** start Data provided **
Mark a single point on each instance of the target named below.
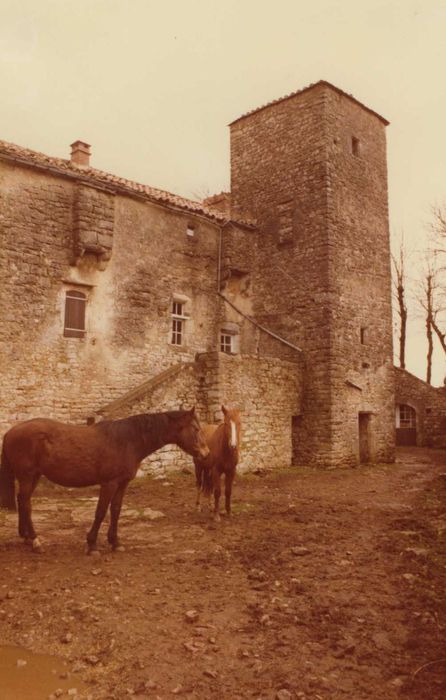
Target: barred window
(74, 322)
(407, 416)
(226, 343)
(178, 323)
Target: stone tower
(311, 168)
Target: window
(407, 416)
(226, 342)
(285, 222)
(178, 323)
(356, 146)
(74, 322)
(229, 338)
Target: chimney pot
(80, 153)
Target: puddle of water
(28, 676)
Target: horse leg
(229, 478)
(105, 496)
(26, 527)
(199, 484)
(115, 509)
(217, 493)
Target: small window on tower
(226, 343)
(285, 222)
(74, 322)
(178, 327)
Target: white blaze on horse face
(233, 442)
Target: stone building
(118, 298)
(420, 411)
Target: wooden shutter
(74, 325)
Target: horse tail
(7, 483)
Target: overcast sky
(153, 85)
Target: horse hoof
(37, 545)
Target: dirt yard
(324, 585)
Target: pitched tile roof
(67, 168)
(305, 89)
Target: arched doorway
(406, 425)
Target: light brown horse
(223, 440)
(107, 453)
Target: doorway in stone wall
(364, 437)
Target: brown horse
(223, 441)
(107, 453)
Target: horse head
(232, 426)
(188, 434)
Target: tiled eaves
(306, 89)
(113, 183)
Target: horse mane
(141, 426)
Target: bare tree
(438, 251)
(429, 297)
(399, 292)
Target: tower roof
(306, 89)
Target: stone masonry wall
(129, 299)
(361, 366)
(322, 263)
(429, 403)
(278, 176)
(268, 393)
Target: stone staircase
(109, 410)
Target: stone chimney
(80, 153)
(221, 201)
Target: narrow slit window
(74, 322)
(356, 146)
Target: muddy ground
(323, 586)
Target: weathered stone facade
(304, 293)
(312, 169)
(428, 404)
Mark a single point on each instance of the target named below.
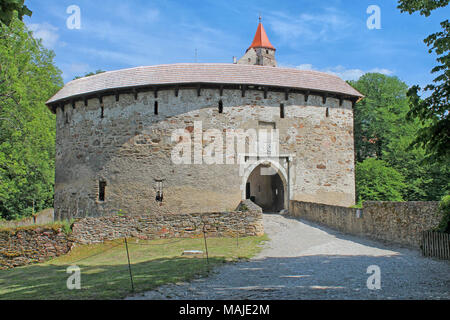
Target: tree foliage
(434, 109)
(28, 78)
(383, 133)
(378, 182)
(8, 9)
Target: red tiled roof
(261, 40)
(205, 73)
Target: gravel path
(305, 261)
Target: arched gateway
(266, 184)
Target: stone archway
(266, 186)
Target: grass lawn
(104, 268)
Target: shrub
(376, 181)
(444, 209)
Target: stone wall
(44, 217)
(220, 224)
(396, 222)
(27, 245)
(130, 147)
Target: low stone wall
(219, 224)
(44, 217)
(396, 222)
(28, 245)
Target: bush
(376, 181)
(444, 209)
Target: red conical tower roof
(261, 40)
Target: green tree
(8, 7)
(382, 132)
(433, 111)
(379, 114)
(378, 182)
(28, 77)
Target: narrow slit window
(102, 191)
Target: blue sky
(330, 36)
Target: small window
(102, 191)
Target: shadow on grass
(49, 281)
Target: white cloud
(330, 24)
(47, 32)
(344, 73)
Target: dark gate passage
(266, 188)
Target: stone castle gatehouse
(114, 140)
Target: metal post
(129, 265)
(206, 245)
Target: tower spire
(261, 52)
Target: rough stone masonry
(115, 130)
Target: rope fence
(127, 244)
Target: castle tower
(261, 52)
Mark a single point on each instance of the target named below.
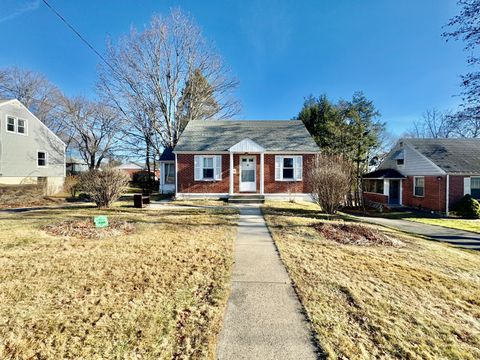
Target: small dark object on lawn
(86, 229)
(467, 207)
(139, 200)
(355, 234)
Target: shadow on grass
(304, 213)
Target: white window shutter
(298, 167)
(466, 186)
(218, 167)
(278, 167)
(198, 167)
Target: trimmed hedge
(468, 207)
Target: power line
(85, 41)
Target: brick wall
(187, 184)
(434, 194)
(186, 176)
(377, 198)
(272, 186)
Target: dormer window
(16, 125)
(399, 157)
(10, 124)
(21, 124)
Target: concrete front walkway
(460, 238)
(264, 318)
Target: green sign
(101, 221)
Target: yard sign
(101, 221)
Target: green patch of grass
(461, 224)
(156, 293)
(417, 301)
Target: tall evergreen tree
(198, 100)
(349, 128)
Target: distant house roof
(221, 135)
(167, 155)
(130, 166)
(451, 155)
(4, 101)
(384, 174)
(74, 160)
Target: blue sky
(281, 51)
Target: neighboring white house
(30, 153)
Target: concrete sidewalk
(264, 318)
(459, 238)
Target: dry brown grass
(420, 301)
(12, 196)
(158, 293)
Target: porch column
(231, 174)
(261, 173)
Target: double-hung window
(10, 124)
(419, 186)
(42, 159)
(169, 177)
(288, 168)
(21, 126)
(16, 125)
(208, 167)
(475, 187)
(373, 186)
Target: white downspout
(176, 176)
(262, 175)
(231, 174)
(447, 200)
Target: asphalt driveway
(459, 238)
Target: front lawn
(157, 292)
(461, 224)
(420, 300)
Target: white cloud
(15, 12)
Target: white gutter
(447, 195)
(176, 175)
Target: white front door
(248, 174)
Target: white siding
(18, 153)
(414, 163)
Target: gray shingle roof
(220, 135)
(384, 174)
(452, 155)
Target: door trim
(254, 157)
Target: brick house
(226, 158)
(429, 174)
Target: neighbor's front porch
(384, 187)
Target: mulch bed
(85, 229)
(355, 234)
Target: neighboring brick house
(429, 174)
(225, 158)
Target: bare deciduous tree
(36, 92)
(330, 180)
(165, 76)
(433, 124)
(95, 128)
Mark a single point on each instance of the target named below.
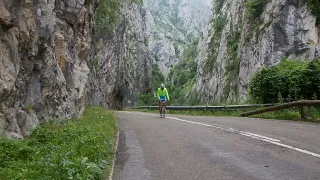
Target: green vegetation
(73, 149)
(108, 16)
(181, 78)
(314, 6)
(232, 66)
(157, 77)
(218, 25)
(218, 5)
(180, 81)
(255, 8)
(289, 114)
(288, 81)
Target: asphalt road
(191, 147)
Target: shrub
(255, 8)
(290, 80)
(314, 7)
(73, 149)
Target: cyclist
(163, 96)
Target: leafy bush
(218, 5)
(290, 80)
(74, 149)
(255, 8)
(218, 25)
(147, 100)
(108, 16)
(157, 77)
(181, 78)
(314, 6)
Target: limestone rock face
(285, 28)
(52, 65)
(122, 65)
(171, 26)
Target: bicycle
(163, 109)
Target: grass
(288, 114)
(63, 149)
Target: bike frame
(163, 108)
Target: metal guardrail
(304, 104)
(230, 107)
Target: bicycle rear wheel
(163, 111)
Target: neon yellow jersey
(163, 94)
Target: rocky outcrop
(236, 45)
(122, 65)
(173, 25)
(52, 65)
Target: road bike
(163, 109)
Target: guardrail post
(304, 112)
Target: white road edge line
(248, 134)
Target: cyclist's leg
(159, 104)
(165, 104)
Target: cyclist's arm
(167, 94)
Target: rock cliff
(244, 36)
(52, 64)
(173, 25)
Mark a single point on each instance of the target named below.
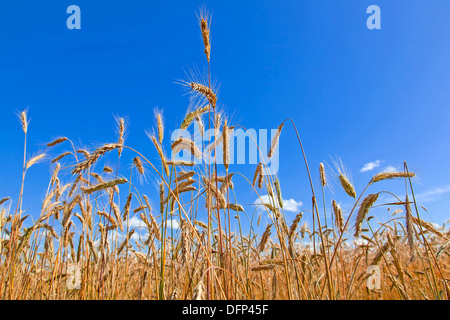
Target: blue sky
(366, 96)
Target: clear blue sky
(359, 94)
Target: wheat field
(83, 244)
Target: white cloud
(290, 205)
(432, 195)
(370, 166)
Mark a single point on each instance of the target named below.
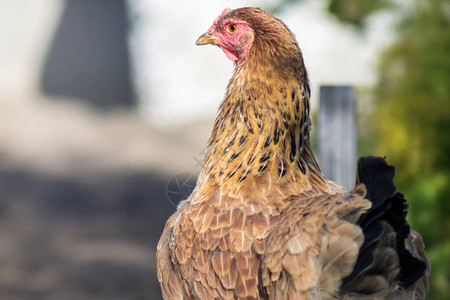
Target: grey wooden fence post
(337, 134)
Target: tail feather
(385, 217)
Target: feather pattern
(263, 222)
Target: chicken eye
(232, 28)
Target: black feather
(390, 207)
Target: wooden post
(337, 134)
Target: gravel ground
(84, 198)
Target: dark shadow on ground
(88, 58)
(83, 236)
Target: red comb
(224, 12)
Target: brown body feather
(263, 222)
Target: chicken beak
(206, 39)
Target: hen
(263, 222)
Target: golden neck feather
(263, 127)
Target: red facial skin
(235, 44)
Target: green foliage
(356, 11)
(411, 125)
(411, 119)
(352, 12)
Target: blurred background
(106, 107)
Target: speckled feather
(263, 222)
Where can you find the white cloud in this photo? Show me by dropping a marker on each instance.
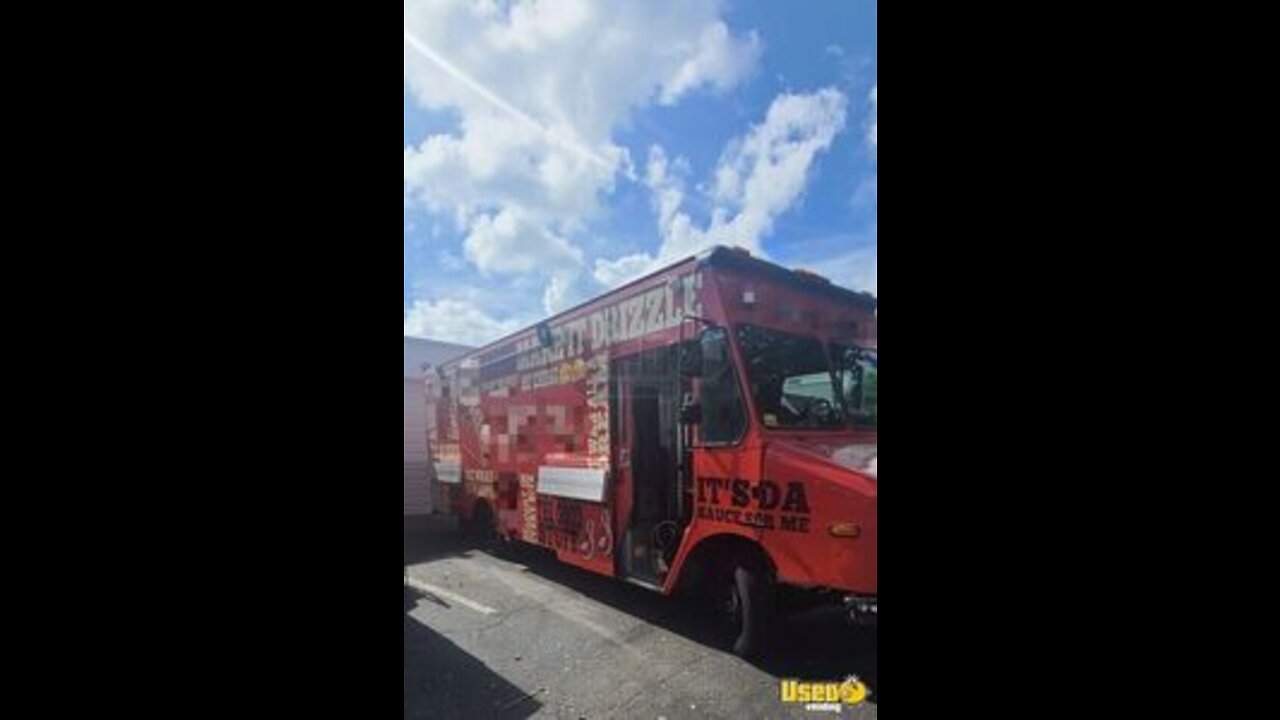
(539, 87)
(873, 127)
(759, 177)
(453, 320)
(613, 273)
(510, 244)
(720, 62)
(858, 269)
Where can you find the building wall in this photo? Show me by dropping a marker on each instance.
(419, 491)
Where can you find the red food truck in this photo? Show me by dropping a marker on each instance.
(708, 429)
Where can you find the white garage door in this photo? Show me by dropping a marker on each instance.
(417, 466)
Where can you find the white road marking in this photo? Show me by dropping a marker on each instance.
(446, 595)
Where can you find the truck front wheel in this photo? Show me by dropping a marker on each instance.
(749, 604)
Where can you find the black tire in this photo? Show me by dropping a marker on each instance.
(750, 609)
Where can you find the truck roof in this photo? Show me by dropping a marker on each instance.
(717, 256)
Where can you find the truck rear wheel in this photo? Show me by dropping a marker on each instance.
(748, 605)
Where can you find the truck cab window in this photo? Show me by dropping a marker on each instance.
(723, 417)
(791, 379)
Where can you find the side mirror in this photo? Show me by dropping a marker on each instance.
(690, 413)
(691, 359)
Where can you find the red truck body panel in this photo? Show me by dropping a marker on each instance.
(562, 428)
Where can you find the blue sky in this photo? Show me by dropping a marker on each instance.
(554, 149)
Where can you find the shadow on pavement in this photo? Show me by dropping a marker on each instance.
(443, 680)
(816, 645)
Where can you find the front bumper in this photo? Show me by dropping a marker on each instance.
(863, 610)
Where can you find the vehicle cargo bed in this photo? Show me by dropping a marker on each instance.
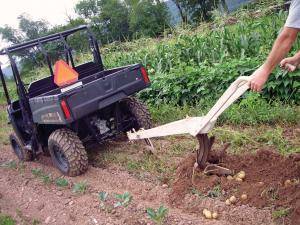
(88, 94)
** end Data provided **
--- Job ---
Copy the lines starting at the line that contains "Where can you find the white cloud" and running to the final line of the entries, inclusive; omit all pictures.

--- Result of this exercise ---
Where can you find the white cloud in this photo? Show me by dropping a marker on each instance.
(539, 87)
(873, 127)
(759, 177)
(453, 320)
(613, 273)
(510, 244)
(720, 62)
(858, 269)
Where can you find the building wall in this photo? Show me by dropping a marker on each instance.
(419, 491)
Where can you find the red food truck in this photo? Show me by dropping a marker on each instance.
(708, 429)
Where can you find the white garage door in this photo? Show me by dropping a marker on each instance.
(417, 466)
Where can you find the white road marking in this photo? Show me by dropping a marker on each instance.
(446, 595)
Where can you find the truck front wheel in this photo? Show me by dropping a marker on each instance.
(749, 604)
Where can you find the black tire in this photo? Show me by dropping a marker on each instance.
(750, 609)
Where can you find the truck roof in this photo? Show me by dropping a marker on each instance.
(717, 256)
Where can you find the truck rear wheel in this photo? Show me by dropping a marker on each instance.
(748, 605)
Where can you find the truck cab window in this photo? Show me by dropping a marker on each instance.
(723, 417)
(791, 379)
Where can you find the side mirror in this photo? Show me by dropping a marker on each instance.
(690, 413)
(691, 359)
Where can you find the red truck body panel in this photo? Show me by dropping a marker on each instance.
(562, 428)
Where can you find the blue sky in this photo? Show me by dropping a marker on each instance.
(554, 149)
Where can you find the shadow on pavement in this photo? Show me by dropping a marker on each instance.
(443, 680)
(816, 645)
Where can you find the front bumper in this photo? Show me by dropping a marker on each instance.
(863, 610)
Where can you find the vehicle cargo bed in this photo? Show me by dropping a marker on each instance.
(88, 94)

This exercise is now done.